**Text block:**
· · · · ·

Connection Pool and thread pool setting in Java
Asked Answered
B

3

7

Spring application using Hikari pool.

Now for a single request from the client I have to query 10 tables(business required), and then composite the result together. And querying for each table may cost 50ms to 200ms. To speed up the response time, I create a FixedThreadPool in my service to query each table in different thread(pseudocode):

class MyService{
    final int THREAD_POOL_SIZE = 20;
    final int CONNECTION_POOL_SIZE = 10;


    final ExecutorService pool = Executors.newFixedThreadPool(THREAD_POOL_SIZE);
    protected DataSource ds;


    MyClass(){
        Class.forName(getJdbcDriverName());
        HikariConfig config = new HikariConfig();
        config.setMaximumPoolSize(CONNECTION_POOL_SIZE);
        ds = new HikariDataSource(config);
    }



    public Items doQuery(){
        String[] tables=["a","b"......]; //10+ tables
        Items result=new Items();
        CompletionService<Items> executorService = new ExecutorCompletionService<Items>(pool);
        for (String tb : tables) {
            Callable<Item> c = () -> {
                Items items = ds.getConnection().query(tb); ......
                return Items;
            };
            executorService.submit(c);
        }


        for (String tb: tables) {
            final Future<Items> future = executorService.take();
            Items items = future.get();
            result.addAll(items);
        }
    }
}

Now for a single request, the average response time maybe 500ms.

enter image description here

But for concurrent requests, the average response time will increase rapidly, the more the requests, the long the response time will be.

enter image description here

I wonder how to set the proper connection pool size and thread pool size to make the app work effective?

· · · · ·

**Data records:**
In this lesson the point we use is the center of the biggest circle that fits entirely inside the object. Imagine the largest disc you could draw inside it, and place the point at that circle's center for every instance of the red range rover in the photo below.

· · · · ·

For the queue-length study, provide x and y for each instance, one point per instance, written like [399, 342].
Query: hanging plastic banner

· · · · ·

**Assignment A:**
Answer these from the thread pool question:
(i) How long may querying each table take?
(ii) What value is THREAD_POOL_SIZE given in the code?
(iii) What is the average response time for a single request?
**Assignment B:** Write out word for word the part of the thread pool question that opens with the words containing "for (String tb: tables)" and closes with "time maybe 500ms.".
You won't need the records for this.

**Task output A:**
(i) 50ms to 200ms
(ii) 20
(iii) Maybe 500ms

**Task output B:**
for (String tb: tables) {
            final Future<Items> future = executorService.take();
            Items items = future.get();
            result.addAll(items);
        }
    }
}

Now for a single request, the average response time maybe 500ms.